Dataset entries
☆ ☆ ☆

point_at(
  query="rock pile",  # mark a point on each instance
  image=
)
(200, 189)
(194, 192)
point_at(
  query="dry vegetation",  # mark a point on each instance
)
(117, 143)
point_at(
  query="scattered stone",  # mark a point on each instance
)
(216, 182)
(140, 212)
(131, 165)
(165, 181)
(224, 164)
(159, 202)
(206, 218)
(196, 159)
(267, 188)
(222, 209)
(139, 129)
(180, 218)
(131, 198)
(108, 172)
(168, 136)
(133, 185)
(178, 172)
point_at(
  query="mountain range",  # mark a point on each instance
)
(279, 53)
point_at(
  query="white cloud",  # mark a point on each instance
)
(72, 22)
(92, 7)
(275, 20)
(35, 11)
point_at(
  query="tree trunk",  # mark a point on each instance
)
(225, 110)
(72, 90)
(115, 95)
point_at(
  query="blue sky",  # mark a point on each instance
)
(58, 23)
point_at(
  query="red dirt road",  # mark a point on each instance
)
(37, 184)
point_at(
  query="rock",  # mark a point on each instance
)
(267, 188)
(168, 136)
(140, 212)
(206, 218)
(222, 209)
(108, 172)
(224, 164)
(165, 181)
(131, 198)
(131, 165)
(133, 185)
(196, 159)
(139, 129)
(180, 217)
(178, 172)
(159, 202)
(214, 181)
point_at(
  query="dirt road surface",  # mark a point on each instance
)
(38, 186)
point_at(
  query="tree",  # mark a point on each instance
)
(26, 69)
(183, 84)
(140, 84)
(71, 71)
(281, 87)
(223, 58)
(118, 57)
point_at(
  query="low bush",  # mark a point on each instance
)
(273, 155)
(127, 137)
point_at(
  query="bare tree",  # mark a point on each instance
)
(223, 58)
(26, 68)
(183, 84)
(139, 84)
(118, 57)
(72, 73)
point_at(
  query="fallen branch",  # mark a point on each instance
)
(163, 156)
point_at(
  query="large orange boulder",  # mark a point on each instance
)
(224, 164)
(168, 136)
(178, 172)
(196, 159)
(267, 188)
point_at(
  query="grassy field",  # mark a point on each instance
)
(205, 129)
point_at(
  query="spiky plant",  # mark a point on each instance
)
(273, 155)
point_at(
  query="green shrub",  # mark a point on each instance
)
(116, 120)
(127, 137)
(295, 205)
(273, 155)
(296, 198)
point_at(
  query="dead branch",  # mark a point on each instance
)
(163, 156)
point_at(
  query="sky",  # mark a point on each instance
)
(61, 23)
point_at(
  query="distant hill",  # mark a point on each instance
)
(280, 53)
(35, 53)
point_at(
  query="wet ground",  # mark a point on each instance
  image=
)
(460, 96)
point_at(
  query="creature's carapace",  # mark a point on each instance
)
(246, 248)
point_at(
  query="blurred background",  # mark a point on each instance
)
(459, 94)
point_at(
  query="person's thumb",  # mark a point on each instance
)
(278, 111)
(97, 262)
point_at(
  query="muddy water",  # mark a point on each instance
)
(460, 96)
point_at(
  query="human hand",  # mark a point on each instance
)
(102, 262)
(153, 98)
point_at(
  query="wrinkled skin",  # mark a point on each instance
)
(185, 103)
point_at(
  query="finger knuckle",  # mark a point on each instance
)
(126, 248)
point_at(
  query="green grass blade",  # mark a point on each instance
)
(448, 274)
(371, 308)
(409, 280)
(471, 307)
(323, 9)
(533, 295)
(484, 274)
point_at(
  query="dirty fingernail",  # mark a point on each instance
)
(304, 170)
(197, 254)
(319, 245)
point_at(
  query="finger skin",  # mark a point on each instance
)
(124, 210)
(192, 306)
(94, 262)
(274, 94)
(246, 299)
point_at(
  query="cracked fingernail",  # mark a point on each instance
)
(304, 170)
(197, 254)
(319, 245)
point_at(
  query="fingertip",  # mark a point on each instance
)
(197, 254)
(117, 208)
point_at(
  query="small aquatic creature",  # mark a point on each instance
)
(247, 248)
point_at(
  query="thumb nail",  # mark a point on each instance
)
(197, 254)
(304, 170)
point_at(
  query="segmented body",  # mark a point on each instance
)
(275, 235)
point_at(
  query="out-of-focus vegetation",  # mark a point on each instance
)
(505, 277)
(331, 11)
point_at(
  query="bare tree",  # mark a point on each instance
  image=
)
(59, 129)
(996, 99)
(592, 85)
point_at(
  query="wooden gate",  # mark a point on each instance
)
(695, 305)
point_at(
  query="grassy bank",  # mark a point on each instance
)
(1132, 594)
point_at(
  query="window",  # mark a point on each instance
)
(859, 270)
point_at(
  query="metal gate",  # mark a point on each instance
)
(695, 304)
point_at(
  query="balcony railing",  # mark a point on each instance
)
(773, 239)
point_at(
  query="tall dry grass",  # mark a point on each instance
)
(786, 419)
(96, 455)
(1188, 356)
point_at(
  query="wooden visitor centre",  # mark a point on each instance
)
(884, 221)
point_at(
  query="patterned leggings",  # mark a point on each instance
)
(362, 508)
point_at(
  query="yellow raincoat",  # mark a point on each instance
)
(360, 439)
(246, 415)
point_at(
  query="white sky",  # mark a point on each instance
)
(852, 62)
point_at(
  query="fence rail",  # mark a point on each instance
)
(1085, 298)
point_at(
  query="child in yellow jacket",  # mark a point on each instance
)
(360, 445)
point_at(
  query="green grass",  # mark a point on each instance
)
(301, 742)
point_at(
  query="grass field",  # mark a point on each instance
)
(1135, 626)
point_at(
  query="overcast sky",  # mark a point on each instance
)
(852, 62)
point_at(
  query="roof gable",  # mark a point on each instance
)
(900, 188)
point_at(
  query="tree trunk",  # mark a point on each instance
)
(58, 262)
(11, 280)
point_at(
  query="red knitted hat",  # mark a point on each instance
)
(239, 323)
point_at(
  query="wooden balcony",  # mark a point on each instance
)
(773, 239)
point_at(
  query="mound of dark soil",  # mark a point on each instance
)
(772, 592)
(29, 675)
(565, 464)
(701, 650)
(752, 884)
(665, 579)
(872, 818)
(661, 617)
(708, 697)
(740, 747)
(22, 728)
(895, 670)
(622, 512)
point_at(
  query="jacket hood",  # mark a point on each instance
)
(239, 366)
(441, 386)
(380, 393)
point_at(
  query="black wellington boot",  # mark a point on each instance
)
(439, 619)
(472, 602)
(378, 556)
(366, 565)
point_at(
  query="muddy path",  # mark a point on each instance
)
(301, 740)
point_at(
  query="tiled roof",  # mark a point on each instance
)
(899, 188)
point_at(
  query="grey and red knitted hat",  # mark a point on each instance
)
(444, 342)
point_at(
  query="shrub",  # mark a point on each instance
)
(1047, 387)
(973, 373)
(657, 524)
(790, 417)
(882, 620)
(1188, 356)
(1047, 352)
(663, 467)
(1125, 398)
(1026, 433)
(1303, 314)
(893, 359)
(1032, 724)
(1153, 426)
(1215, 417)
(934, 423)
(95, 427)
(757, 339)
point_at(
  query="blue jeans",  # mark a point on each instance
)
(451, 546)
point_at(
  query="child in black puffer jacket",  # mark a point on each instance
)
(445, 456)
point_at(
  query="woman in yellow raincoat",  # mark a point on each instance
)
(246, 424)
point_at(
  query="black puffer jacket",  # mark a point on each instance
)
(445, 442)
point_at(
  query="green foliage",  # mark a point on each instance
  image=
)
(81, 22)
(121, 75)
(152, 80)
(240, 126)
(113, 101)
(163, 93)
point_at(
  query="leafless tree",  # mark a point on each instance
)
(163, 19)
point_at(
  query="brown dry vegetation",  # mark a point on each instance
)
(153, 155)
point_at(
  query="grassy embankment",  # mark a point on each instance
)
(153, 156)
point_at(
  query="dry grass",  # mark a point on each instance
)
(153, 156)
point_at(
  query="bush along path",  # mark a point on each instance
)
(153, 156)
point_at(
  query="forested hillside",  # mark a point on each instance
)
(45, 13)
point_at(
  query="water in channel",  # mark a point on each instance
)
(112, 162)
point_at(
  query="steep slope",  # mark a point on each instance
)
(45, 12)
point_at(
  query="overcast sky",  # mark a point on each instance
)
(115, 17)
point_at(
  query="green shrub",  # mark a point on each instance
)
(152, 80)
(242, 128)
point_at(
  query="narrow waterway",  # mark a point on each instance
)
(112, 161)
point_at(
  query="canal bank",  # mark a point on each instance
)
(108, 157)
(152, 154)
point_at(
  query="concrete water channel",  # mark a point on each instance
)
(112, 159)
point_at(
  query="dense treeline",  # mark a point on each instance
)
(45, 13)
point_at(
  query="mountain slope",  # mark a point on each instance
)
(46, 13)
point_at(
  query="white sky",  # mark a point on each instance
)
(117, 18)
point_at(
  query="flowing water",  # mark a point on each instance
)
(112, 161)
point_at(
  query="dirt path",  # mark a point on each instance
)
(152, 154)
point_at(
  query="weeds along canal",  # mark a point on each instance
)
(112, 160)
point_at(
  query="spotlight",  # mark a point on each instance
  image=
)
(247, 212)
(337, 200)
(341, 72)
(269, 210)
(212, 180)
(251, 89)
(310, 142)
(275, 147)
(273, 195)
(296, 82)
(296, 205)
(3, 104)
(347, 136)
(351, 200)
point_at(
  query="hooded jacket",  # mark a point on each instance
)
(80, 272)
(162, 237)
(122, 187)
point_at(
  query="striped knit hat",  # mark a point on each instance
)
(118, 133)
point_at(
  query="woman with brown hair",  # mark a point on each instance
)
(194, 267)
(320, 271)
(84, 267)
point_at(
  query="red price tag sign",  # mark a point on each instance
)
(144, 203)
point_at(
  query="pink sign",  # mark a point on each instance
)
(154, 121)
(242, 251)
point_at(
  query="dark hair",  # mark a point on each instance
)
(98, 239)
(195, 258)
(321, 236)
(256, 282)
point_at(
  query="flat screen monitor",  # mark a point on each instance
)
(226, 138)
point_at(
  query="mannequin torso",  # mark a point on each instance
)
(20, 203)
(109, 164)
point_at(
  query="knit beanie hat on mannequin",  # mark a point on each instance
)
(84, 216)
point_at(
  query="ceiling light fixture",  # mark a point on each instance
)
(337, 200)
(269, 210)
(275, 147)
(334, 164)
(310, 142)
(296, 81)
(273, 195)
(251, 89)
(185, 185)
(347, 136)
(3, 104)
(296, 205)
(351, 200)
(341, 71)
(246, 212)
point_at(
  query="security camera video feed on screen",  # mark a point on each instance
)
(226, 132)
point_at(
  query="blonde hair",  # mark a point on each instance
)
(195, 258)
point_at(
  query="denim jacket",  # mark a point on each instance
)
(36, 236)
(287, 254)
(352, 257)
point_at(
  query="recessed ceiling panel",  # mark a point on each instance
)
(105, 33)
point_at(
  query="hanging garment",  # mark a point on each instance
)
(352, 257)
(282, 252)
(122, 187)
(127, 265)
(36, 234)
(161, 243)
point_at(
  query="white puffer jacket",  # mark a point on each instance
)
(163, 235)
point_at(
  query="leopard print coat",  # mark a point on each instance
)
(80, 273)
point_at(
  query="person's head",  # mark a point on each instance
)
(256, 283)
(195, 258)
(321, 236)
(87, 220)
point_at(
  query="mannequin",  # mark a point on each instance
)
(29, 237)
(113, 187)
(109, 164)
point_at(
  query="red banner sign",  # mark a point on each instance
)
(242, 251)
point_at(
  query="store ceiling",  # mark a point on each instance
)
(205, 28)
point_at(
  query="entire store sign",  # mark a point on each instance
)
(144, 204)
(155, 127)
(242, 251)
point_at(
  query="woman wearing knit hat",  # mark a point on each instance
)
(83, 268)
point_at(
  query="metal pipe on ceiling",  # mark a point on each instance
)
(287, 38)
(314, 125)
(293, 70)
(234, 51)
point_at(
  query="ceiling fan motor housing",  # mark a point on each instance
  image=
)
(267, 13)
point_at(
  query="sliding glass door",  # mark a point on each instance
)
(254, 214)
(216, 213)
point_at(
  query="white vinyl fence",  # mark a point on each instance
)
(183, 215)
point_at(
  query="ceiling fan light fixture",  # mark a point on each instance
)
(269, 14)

☆ ☆ ☆

AIM OF THE EXERCISE:
State the number of lines in the data above containing the string "jacket" and nothing more.

SOLUTION TO THIS TASK:
7